GOAL OF THE EXERCISE:
Please output the stretch of the blog post about exam results from "Yet, of course" through "me actually. (haha)", copied word for word.

EXTRACT PROVIDED:
---+---

Yeap. So... that's pretty much how my day went today.
I didn't really feel much when i got back my results today.
Results that i would have found appalling the same time last year.
I am......a completely different person. (good thing bad thing.... i dont know)
I failed 2 H2 subjects, History and Econs .
But i guess, i didnt/dont feel anything much cause..... i expected it. (ah.. the power of expectations)
Yet, of course i did feel something when i first got back my paper.
It's just like what i told my friend today.
There will always be this gap between what we expect and when we actually feel it when it happens.
But it wasnt that bad. Which was... rather surprising to me actually. (haha)
I have grown to become rather non-chalent. These days especially.....
And i think i didnt/dont really take it that hard cause.... i dont really know what i want.
Yupp. Still figuring that one out.
I guess it's like if you have no direction, you wouldn't mind getting lost. (ha!)
Ahh.... life..... it's such a funny thing.
I've learnt to take things whatever they may be, and come what may, in my stride.
And to enjoy the journey whilst i am at it all.
I mean.... might as well right.... (heheh)
Ah.... i have the perfect word for this in chinese, 看的开.
That is what i have accomplished.
Okay, either that or.... i am completely delusional. (HAHA)
Mmmmm...... but no.... people in school keep/kept asking me why i was so laxed about it and i told them that i could either be delusional (like this is all just a dream/nightmare) or i have learnt to let it go, and they were all like.... i think you're delusional.
I guess that's because going with delusional makes for a more humorous conversation but mainly because.... I guess they assume i want to promote.
I.... I dont know if i want to promote to be honest.
I dont see the point in rushing a national exam if you are simply just not ready for it.
You are ruining yourself.
Your future.
And you would have wasted 2 years instead of 1 if you had stayed back.

---+---

[Records drawn from a collection]
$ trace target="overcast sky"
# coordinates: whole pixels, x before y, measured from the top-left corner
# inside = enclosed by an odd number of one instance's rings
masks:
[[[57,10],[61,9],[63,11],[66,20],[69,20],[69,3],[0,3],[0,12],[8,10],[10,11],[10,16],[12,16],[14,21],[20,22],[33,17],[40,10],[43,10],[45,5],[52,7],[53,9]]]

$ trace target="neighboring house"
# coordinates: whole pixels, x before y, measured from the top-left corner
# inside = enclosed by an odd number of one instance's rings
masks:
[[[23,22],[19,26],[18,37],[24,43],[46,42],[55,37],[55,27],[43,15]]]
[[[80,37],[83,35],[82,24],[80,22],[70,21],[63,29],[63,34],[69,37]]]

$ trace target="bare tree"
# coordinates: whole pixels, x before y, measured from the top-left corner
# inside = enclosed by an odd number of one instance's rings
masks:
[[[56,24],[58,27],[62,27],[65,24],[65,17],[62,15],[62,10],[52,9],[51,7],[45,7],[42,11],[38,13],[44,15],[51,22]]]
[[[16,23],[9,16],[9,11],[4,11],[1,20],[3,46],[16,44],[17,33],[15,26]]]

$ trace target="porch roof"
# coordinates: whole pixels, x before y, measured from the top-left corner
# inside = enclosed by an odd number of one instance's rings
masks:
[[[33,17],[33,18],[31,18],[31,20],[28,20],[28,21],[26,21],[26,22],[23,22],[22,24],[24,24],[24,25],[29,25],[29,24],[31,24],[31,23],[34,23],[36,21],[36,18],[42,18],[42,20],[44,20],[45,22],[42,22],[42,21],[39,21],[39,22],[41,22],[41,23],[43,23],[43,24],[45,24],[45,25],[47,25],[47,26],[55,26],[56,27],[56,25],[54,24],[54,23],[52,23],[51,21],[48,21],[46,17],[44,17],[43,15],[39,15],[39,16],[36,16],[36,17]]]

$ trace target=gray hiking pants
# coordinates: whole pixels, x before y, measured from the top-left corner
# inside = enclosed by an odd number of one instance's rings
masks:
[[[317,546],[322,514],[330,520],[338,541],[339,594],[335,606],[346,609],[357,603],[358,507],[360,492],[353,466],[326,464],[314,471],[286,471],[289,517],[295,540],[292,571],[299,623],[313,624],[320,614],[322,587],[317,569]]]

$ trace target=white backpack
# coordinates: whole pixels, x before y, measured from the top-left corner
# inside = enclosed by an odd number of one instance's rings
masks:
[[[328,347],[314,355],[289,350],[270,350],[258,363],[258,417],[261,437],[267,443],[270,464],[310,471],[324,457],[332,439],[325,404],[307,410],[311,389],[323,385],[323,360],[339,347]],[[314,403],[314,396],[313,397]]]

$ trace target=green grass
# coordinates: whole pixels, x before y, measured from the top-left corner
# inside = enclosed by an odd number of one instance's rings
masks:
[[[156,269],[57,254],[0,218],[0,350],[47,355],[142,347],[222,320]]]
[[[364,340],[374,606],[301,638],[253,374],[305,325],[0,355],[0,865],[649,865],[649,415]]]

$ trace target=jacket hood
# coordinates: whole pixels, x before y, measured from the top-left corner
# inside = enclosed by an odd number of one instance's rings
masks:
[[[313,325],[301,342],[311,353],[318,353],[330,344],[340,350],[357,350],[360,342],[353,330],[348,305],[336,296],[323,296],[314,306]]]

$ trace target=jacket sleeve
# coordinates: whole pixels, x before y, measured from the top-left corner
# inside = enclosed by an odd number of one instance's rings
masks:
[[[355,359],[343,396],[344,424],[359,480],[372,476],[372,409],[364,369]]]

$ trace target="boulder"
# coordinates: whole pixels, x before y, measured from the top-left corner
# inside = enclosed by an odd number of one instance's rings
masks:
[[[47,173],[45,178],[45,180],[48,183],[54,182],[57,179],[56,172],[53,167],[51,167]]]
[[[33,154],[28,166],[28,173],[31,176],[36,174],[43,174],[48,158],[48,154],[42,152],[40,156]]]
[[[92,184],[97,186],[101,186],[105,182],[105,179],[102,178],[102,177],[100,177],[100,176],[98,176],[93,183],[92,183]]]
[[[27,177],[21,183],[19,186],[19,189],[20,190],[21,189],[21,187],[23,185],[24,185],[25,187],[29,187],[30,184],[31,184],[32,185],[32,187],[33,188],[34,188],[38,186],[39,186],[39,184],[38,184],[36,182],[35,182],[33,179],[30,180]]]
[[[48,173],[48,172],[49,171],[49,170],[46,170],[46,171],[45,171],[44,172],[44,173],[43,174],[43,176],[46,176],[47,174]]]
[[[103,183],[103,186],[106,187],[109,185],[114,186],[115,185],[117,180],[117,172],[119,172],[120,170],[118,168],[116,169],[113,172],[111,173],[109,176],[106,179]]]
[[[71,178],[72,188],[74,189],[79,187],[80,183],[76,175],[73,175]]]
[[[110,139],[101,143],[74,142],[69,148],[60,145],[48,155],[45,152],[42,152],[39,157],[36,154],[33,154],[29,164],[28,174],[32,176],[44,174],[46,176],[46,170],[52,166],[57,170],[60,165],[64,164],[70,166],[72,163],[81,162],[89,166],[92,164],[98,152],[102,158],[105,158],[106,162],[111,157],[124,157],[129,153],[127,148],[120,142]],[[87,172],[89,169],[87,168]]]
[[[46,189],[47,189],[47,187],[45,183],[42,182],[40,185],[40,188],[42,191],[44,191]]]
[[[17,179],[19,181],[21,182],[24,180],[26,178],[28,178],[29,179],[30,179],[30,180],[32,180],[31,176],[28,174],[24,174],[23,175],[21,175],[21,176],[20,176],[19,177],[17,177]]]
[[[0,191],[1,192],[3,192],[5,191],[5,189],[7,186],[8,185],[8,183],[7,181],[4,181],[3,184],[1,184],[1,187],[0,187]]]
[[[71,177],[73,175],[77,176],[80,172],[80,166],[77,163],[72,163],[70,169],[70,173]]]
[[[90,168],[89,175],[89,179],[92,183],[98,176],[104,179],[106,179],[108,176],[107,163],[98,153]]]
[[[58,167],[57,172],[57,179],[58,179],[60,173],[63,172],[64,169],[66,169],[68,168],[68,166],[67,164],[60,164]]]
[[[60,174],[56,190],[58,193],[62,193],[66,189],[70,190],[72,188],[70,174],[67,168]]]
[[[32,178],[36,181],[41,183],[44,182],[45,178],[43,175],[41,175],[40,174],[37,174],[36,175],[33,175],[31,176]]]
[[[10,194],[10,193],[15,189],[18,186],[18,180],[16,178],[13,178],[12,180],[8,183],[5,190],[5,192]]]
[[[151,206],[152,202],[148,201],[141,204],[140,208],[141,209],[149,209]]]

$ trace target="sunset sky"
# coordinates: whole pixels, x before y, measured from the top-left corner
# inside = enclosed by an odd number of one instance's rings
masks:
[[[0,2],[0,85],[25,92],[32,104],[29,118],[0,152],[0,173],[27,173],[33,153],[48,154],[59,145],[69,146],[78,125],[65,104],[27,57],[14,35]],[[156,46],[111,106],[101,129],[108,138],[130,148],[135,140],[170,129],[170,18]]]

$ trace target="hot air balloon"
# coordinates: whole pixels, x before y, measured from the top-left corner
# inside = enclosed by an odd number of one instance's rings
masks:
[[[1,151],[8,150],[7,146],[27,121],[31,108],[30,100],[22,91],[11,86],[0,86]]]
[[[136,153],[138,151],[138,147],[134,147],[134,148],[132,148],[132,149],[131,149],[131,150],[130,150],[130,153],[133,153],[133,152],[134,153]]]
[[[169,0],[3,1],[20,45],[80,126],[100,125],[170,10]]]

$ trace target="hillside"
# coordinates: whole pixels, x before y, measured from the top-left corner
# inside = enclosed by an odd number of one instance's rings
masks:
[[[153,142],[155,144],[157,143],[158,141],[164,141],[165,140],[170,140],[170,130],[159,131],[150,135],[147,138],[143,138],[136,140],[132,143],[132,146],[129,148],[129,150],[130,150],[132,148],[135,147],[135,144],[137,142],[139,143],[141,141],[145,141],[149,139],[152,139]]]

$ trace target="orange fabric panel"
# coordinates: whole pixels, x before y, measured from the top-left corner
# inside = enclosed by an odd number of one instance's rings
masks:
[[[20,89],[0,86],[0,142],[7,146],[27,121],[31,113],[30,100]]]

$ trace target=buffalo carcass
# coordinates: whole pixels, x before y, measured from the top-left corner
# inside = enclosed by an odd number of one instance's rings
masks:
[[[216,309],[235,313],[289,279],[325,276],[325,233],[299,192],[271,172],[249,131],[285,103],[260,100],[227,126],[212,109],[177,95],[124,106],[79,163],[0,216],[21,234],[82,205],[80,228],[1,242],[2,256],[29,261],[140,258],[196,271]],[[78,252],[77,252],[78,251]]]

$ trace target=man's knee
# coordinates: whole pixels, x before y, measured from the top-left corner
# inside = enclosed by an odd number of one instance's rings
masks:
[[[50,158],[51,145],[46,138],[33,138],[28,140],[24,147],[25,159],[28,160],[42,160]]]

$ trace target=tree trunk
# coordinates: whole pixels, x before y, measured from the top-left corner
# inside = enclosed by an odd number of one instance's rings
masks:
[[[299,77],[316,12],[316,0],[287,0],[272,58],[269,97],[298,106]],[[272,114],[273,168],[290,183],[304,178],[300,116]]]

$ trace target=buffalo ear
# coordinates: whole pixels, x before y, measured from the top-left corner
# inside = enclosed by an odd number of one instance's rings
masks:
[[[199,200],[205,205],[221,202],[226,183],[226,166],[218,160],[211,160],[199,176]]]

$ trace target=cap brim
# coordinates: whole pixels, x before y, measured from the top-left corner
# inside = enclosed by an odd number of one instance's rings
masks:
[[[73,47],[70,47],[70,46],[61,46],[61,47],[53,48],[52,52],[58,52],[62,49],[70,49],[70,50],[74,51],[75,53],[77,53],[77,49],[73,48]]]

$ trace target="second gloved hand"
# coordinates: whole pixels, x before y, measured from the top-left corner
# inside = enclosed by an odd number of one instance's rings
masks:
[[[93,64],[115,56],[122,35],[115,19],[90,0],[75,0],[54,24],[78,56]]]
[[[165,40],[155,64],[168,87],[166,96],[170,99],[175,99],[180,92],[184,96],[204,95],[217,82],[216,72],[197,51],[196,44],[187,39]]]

---+---

EXPECTED ANSWER:
Yet, of course i did feel something when i first got back my paper.
It's just like what i told my friend today.
There will always be this gap between what we expect and when we actually feel it when it happens.
But it wasnt that bad. Which was... rather surprising to me actually. (haha)